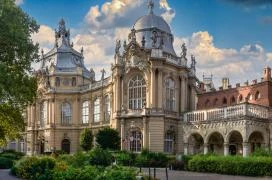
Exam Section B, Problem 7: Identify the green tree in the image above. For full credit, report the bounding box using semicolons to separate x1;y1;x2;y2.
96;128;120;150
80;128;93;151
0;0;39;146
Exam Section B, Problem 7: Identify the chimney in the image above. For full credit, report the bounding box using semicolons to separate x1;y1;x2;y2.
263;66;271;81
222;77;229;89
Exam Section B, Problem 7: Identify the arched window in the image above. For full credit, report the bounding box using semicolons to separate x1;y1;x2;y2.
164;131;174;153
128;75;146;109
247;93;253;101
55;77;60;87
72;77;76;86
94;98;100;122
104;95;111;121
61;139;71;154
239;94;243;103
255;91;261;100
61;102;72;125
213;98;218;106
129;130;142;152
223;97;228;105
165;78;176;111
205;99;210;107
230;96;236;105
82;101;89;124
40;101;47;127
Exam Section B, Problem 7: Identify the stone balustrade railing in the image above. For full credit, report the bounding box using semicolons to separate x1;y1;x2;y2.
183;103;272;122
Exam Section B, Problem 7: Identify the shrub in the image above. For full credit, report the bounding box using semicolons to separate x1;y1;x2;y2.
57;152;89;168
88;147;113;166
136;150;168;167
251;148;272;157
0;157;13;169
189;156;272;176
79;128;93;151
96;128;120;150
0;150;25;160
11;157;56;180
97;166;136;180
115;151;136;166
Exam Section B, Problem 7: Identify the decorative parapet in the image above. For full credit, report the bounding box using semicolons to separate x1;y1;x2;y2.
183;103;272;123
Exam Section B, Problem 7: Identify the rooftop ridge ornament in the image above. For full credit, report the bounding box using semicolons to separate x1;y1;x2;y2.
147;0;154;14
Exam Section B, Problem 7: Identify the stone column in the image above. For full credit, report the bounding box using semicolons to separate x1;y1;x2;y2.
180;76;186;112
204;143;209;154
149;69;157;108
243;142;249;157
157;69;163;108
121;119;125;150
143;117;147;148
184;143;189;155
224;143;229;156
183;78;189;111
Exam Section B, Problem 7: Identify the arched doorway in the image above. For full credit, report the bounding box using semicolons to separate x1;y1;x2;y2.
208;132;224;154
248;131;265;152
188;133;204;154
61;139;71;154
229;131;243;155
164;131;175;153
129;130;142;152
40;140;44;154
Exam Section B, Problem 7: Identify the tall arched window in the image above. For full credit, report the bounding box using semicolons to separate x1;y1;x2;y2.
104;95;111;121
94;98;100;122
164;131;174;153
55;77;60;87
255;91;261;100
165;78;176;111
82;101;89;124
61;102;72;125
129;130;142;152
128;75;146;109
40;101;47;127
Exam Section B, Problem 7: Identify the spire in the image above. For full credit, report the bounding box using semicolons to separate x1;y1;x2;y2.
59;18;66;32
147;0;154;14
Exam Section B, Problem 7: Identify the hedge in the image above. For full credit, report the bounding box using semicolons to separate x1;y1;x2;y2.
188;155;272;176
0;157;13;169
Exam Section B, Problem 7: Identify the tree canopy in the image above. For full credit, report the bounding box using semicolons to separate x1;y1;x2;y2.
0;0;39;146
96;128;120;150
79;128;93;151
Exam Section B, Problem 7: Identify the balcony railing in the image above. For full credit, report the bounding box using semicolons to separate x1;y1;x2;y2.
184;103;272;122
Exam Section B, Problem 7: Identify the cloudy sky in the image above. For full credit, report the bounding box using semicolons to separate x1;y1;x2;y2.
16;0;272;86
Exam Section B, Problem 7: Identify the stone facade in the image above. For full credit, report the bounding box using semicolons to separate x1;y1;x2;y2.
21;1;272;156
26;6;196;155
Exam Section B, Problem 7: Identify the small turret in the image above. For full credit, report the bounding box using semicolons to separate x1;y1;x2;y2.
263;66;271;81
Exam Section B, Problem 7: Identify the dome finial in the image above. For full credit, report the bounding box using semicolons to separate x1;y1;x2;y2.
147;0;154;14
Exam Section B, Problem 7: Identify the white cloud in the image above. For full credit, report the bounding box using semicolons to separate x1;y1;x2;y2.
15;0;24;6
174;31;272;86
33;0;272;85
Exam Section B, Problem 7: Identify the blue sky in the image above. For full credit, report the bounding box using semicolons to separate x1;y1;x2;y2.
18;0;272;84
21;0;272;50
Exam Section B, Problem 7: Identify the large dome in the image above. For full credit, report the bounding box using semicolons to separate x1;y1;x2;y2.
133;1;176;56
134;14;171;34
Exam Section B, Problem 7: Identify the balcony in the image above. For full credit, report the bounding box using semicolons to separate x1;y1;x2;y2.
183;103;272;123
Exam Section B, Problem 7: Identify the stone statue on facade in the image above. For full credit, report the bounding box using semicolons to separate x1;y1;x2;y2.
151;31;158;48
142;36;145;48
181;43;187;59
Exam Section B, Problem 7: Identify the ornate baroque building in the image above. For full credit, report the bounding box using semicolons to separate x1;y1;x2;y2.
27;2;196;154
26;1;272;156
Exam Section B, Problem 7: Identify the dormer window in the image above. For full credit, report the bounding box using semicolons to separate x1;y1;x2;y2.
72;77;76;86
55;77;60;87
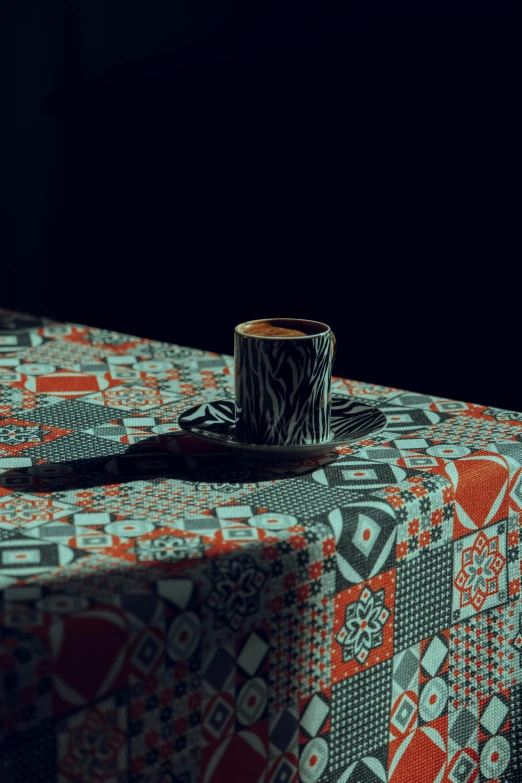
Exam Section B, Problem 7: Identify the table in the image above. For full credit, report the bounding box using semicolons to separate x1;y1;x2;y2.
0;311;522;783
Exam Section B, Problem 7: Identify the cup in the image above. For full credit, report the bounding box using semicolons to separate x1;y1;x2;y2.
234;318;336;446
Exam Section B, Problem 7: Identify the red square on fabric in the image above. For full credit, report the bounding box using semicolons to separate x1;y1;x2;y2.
------------------------------------
== REQUIREMENT ==
Copy the records word for word, from their start through the line that contains "222;77;229;89", and include that line. Leave the pictures out of your answer.

== WRITTEN SOLUTION ==
Exam Section B, Problem 7: Identify the green tree in the image above. For full credit, report the bounding box using semicolons to separate x1;y1;x2;y2.
96;128;120;150
80;128;93;151
0;0;39;146
Exam Section B, Problem 7: Identify the chimney in the image above. For full credit, report the bounding box using semicolons to separate x1;y1;x2;y2.
263;66;271;81
222;77;229;89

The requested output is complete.